■ Exercise aim
Report every line in the entries below that contains the string "high", copying each such line in full. Matches must agree in case.

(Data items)

──────────

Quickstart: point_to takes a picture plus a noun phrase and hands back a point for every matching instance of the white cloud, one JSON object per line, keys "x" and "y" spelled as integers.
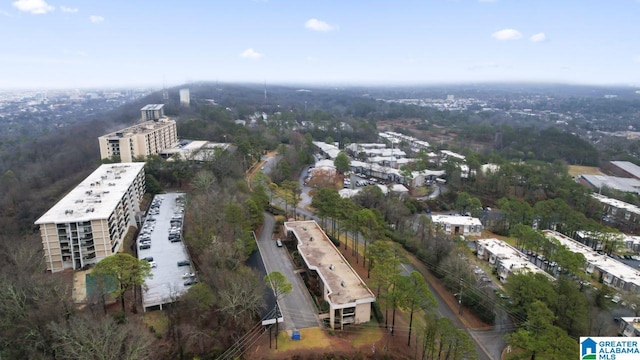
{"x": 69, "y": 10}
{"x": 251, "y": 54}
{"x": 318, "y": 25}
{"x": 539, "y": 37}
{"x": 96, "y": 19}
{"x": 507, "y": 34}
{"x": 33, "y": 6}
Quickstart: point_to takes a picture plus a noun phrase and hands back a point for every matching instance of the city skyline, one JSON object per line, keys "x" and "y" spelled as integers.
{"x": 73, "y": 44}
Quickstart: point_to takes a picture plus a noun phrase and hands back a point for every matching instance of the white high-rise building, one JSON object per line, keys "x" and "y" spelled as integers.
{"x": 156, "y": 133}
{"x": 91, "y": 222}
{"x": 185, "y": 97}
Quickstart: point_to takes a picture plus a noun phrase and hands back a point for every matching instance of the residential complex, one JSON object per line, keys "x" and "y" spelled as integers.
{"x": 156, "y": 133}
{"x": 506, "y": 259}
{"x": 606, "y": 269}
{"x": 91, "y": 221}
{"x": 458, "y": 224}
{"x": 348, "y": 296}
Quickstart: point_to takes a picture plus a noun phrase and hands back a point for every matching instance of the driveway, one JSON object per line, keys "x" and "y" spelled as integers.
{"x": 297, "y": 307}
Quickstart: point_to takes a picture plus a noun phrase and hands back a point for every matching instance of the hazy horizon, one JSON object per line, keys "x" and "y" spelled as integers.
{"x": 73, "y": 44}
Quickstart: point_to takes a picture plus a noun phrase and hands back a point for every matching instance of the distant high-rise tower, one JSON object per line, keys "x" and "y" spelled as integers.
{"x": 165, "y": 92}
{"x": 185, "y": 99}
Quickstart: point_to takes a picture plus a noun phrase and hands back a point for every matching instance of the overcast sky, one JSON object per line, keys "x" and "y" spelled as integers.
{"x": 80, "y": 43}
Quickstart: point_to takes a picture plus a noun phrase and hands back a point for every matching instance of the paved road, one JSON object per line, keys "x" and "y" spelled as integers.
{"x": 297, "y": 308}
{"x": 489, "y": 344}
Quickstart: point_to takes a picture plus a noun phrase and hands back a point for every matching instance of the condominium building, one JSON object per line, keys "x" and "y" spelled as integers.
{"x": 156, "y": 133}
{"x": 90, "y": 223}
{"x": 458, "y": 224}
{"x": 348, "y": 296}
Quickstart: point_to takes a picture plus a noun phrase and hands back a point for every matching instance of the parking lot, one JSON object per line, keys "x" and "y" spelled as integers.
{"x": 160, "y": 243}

──────────

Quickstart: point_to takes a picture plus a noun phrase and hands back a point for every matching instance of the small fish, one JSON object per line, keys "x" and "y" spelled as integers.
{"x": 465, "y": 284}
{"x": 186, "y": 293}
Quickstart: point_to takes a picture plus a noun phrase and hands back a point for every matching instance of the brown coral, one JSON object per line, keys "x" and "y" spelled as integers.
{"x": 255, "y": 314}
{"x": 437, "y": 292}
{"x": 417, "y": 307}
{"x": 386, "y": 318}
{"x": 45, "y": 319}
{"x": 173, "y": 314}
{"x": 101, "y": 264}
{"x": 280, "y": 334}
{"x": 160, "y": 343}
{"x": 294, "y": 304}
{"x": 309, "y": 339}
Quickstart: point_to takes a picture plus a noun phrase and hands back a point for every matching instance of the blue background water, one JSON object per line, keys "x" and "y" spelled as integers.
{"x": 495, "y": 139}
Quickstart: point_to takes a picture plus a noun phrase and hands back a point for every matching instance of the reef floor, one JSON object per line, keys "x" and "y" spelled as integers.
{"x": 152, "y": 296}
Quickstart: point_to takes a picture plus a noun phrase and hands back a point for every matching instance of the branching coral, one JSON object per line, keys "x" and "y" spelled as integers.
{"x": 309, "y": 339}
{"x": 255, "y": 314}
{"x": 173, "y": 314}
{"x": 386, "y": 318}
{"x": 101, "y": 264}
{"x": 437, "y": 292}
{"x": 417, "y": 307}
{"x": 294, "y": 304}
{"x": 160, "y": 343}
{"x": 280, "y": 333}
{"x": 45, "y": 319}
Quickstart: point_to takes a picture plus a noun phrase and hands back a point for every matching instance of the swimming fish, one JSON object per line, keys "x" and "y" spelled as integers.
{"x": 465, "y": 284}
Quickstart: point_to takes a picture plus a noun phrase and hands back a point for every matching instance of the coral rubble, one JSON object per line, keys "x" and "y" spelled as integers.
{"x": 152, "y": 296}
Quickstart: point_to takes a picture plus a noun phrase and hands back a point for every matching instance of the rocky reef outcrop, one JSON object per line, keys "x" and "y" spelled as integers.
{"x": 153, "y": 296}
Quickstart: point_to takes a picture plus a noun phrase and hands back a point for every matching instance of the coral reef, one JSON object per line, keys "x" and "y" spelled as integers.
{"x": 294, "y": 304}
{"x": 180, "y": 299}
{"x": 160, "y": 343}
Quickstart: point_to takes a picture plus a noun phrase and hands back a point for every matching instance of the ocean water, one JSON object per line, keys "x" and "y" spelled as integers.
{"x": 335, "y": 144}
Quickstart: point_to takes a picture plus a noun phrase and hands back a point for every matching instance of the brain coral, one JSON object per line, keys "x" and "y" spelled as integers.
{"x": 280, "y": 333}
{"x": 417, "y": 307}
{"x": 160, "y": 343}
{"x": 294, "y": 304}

──────────

■ Response to this exercise
Quickstart: point_to takes a picture plus a noun phrase and hands back a point for every matching instance of the white high-rise building, one JSON object per line, keys "x" and "y" spelled as integers.
Quickstart: point_to takes a picture plus a noun phrase and hands back a point for every matching instance of the distant high-rise tower, one JSON object per line, keys "x" and "y" spelled as integers.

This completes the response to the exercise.